Set tasks =
- A) Please quote from the forum thread on bow parts the passage that opens with the words containing "Unfortunately, the bow" and closes with "starting Jan. 13th.".
- B) Shorten the paragraph of the forum thread on bow parts that begins "Unfortunately, the bow was not made to go that short," keeping its main facts.

[Given text start]

# Parts for a Jennings Carbon CLRS "Wayne Pearson"?



## burtoncarl (Jan 3, 2009)

Hello,
My wife gave me a Jennings Carbon XLRS "Wayne Pearson" for x-mas. I'm new to archery so I have a lot to learn. For starters, I found out today that parts for this older bow are going to be hard to come by. The bow is set with a 32" draw, I'm a 27". So I'm in the market for some cam modules to give me the 27" draw length, but I don't know where to start. I tried the Jennings/Escalade website, but it doesn't look like it's going to be very useful in the way of parts.
Any help would be appreciated!

Thanks in advance,
Burton


----------



## MCArchery (Apr 6, 2005)

*Carbon XLRS*

Unfortunately, the bow was not made to go that short. If your bow is at 32" (E1 modules), it has the Large Cam. It was adjustable from 32" down to 29". To get it any shorter, you would need to change the cam bodies, modules, cables and string. I should be able to help you get it down to 29" if you would like to do that.

The steel cables are also no longer available for that model, but we do offer conversions on that cam system to accept a synthetic cable system.

Feel free to give me a call if I can help. I'll be away at the Archery Trade Show next week, but will be back in the shop starting Jan. 13th.


----------



## burtoncarl (Jan 3, 2009)

Thanks for the heads up. Actually only one of the modules have any visible markings, and it says E2. I took it to a local shop and they measured the current draw length at 32". I'll post some pics as soon as I get the chance...

Burton


----------



## burtoncarl (Jan 3, 2009)

As promissed:

I need 2 more posts


----------



## burtoncarl (Jan 3, 2009)

One more


----------



## burtoncarl (Jan 3, 2009)

Pictures!


----------



## mastermind1769 (Dec 20, 2008)

[Given text end]
[Data start]

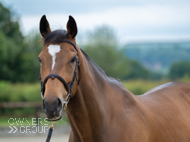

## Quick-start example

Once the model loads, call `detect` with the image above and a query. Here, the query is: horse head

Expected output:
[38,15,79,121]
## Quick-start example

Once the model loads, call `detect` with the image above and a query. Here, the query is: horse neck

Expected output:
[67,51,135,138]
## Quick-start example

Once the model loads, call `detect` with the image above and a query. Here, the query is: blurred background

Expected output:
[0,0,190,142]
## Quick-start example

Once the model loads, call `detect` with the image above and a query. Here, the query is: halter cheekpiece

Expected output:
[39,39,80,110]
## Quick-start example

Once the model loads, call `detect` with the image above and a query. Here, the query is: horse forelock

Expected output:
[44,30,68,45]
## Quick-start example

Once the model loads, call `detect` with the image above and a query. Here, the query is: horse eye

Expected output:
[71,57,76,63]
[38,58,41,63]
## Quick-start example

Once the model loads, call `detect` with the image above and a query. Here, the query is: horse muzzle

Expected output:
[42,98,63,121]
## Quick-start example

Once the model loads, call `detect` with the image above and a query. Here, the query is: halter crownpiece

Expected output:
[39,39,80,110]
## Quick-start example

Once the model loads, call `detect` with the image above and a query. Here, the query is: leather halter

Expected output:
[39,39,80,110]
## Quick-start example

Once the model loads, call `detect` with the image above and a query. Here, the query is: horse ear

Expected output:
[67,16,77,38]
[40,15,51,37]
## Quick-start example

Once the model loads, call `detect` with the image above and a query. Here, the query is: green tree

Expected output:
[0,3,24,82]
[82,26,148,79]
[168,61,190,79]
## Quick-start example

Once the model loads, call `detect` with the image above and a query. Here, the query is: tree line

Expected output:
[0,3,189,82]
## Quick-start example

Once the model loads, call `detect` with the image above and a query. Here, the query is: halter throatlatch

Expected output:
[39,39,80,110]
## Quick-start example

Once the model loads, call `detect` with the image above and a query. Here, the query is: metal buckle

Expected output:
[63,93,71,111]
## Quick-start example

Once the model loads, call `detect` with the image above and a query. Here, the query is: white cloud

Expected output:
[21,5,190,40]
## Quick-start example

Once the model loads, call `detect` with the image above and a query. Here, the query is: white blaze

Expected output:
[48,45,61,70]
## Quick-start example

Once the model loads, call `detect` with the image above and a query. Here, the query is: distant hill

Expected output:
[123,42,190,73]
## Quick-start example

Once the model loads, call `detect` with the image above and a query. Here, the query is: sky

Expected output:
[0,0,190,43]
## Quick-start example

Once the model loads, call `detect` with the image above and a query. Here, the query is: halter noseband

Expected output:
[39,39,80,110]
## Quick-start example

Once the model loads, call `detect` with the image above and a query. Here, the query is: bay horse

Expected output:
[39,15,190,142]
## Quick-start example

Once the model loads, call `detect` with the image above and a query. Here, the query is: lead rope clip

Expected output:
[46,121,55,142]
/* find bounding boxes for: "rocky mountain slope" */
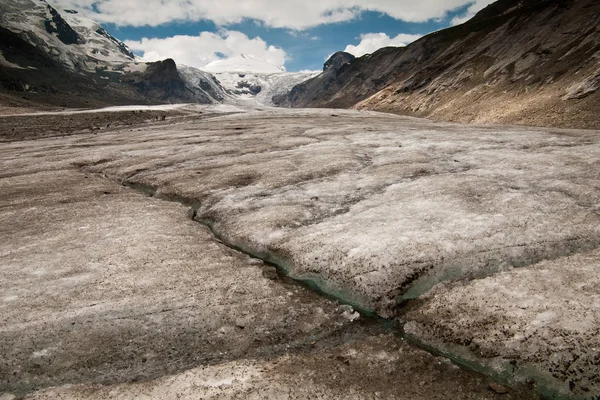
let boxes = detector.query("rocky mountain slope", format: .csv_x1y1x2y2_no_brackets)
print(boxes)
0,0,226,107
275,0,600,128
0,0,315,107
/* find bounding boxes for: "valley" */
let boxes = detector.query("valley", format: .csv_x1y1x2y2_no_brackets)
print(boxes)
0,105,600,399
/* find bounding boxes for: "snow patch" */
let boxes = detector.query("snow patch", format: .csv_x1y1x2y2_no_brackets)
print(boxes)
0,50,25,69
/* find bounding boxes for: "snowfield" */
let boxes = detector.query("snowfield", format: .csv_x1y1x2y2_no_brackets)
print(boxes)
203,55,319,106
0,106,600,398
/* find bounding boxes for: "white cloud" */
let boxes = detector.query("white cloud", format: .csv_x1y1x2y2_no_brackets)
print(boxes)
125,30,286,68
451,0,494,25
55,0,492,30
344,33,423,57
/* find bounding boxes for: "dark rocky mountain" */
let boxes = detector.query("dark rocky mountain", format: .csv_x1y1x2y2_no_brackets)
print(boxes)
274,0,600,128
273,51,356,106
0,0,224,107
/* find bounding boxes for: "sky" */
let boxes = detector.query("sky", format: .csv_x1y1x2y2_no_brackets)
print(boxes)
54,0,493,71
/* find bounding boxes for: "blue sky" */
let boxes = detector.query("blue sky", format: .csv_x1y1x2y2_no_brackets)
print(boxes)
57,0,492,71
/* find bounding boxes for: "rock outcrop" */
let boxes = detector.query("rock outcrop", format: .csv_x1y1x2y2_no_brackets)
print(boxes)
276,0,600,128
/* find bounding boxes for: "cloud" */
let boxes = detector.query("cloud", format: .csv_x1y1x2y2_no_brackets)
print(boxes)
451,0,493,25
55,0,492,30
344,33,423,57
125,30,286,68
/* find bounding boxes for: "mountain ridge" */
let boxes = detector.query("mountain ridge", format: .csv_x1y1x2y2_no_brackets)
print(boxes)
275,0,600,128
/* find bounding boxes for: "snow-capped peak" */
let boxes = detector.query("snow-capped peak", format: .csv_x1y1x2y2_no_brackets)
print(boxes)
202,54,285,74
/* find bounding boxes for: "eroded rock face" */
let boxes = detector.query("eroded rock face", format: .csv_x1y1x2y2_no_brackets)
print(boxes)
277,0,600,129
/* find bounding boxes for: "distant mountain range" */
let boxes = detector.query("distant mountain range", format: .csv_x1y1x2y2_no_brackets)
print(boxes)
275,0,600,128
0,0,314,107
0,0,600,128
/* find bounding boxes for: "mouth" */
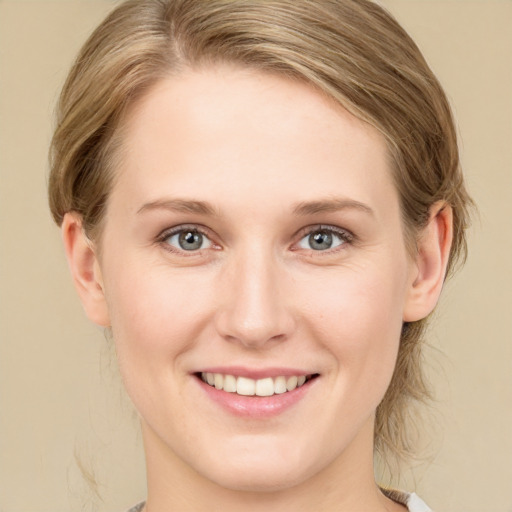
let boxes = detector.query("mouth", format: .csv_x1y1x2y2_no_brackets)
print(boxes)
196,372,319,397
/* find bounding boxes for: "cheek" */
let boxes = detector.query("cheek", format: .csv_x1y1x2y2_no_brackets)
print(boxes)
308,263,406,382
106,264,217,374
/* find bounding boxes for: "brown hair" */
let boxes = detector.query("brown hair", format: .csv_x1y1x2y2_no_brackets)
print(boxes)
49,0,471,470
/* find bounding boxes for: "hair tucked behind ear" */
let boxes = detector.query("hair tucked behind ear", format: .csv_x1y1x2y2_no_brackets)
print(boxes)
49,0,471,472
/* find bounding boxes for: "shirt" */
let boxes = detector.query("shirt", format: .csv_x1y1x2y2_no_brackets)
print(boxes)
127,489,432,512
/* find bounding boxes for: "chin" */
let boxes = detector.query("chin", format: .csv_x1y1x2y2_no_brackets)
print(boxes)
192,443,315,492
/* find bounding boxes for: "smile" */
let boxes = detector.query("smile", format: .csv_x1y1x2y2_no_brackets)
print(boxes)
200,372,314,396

[Data end]

Outputs =
- A)
Unfortunately, the bow was not made to go that short. If your bow is at 32" (E1 modules), it has the Large Cam. It was adjustable from 32" down to 29". To get it any shorter, you would need to change the cam bodies, modules, cables and string. I should be able to help you get it down to 29" if you would like to do that.

The steel cables are also no longer available for that model, but we do offer conversions on that cam system to accept a synthetic cable system.

Feel free to give me a call if I can help. I'll be away at the Archery Trade Show next week, but will be back in the shop starting Jan. 13th.

- B) The bow wasn't built for that short a draw. At 32" (E1 modules) it has the Large Cam, which adjusts from 32" down to 29". Going shorter would mean changing the cam bodies, modules, cables and string. The writer offers to help set it to 29".